• _Provided records_:

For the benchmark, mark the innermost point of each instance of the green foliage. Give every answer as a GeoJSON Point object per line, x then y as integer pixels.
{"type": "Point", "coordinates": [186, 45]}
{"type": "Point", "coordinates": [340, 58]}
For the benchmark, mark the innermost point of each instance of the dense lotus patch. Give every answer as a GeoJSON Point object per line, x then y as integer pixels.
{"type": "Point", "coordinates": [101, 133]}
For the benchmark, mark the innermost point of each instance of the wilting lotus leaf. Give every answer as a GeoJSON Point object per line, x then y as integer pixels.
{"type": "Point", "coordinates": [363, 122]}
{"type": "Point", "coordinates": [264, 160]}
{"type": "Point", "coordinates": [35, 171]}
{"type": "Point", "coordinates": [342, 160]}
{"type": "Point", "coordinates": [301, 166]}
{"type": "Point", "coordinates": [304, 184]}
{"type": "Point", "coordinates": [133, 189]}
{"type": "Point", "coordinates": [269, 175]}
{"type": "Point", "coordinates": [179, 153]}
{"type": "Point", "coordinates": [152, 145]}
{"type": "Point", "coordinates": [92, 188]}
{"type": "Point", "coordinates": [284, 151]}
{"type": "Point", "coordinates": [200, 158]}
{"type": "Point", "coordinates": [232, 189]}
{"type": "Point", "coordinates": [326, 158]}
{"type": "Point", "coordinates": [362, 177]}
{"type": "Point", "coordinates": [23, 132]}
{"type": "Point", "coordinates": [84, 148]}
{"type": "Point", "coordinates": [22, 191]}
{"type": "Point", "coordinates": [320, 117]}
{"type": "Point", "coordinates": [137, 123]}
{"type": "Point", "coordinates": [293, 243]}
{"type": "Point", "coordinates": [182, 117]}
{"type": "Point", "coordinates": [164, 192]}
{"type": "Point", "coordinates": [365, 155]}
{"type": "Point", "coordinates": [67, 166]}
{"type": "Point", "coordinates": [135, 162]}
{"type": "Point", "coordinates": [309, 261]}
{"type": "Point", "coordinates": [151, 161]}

* * *

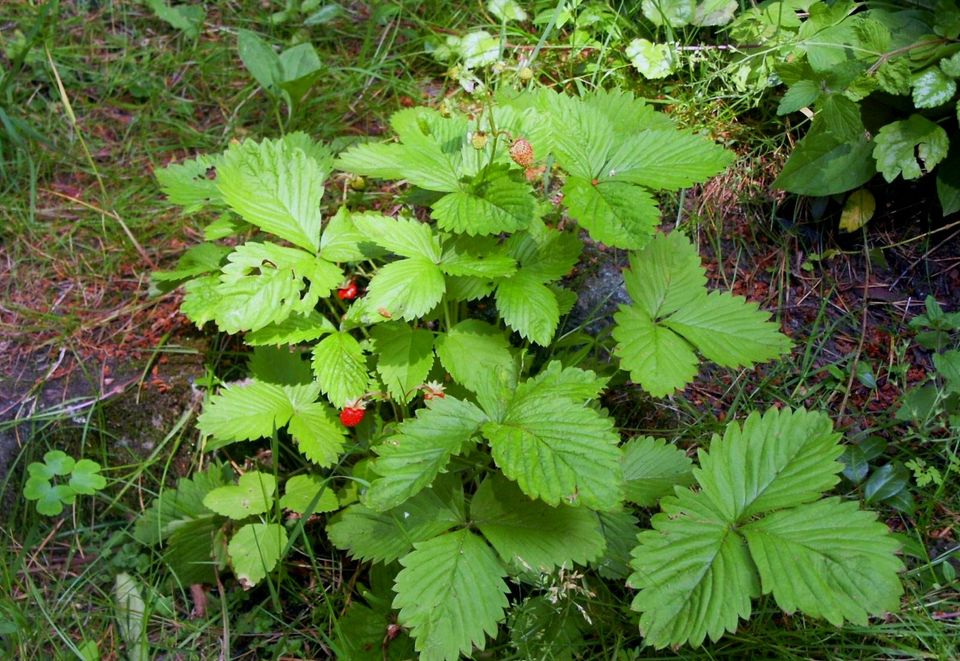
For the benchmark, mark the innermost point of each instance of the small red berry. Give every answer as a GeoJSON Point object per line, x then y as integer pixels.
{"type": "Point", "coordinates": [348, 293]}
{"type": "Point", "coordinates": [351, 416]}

--

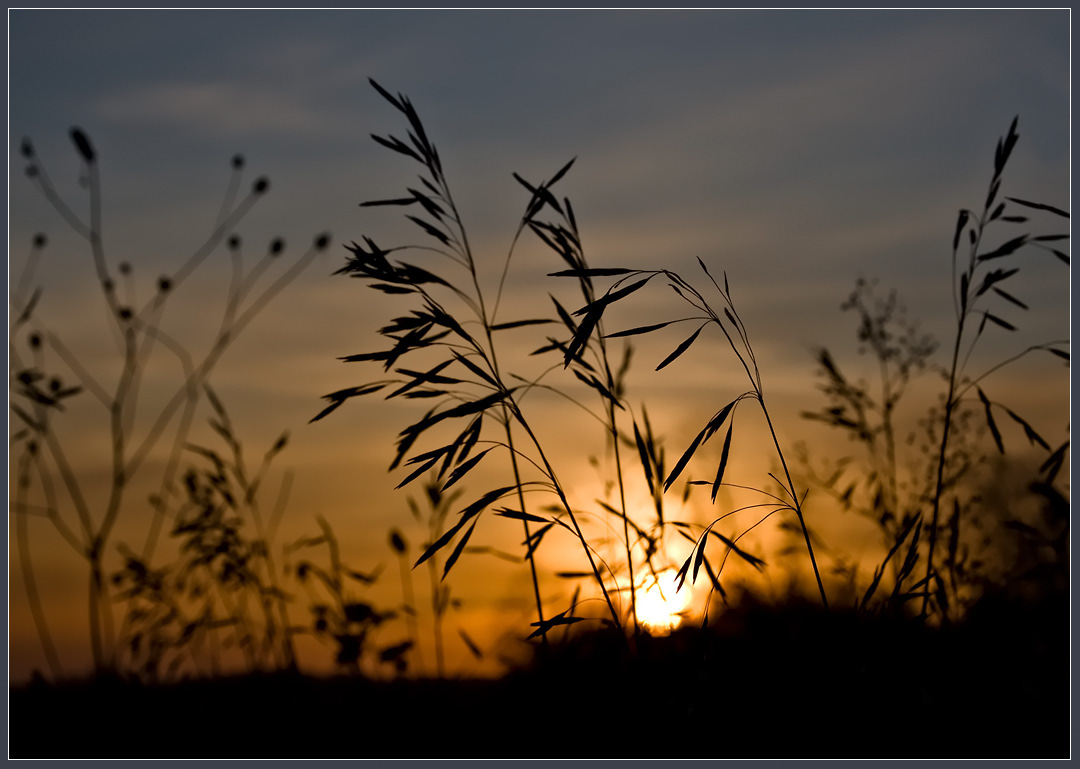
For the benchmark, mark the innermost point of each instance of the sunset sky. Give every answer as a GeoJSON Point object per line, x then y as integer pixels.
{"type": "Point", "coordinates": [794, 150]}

• _The request_:
Count the lines in the rows above that contain the string "patch", matching case exactly, and reply with the number alone.

• _In response_:
1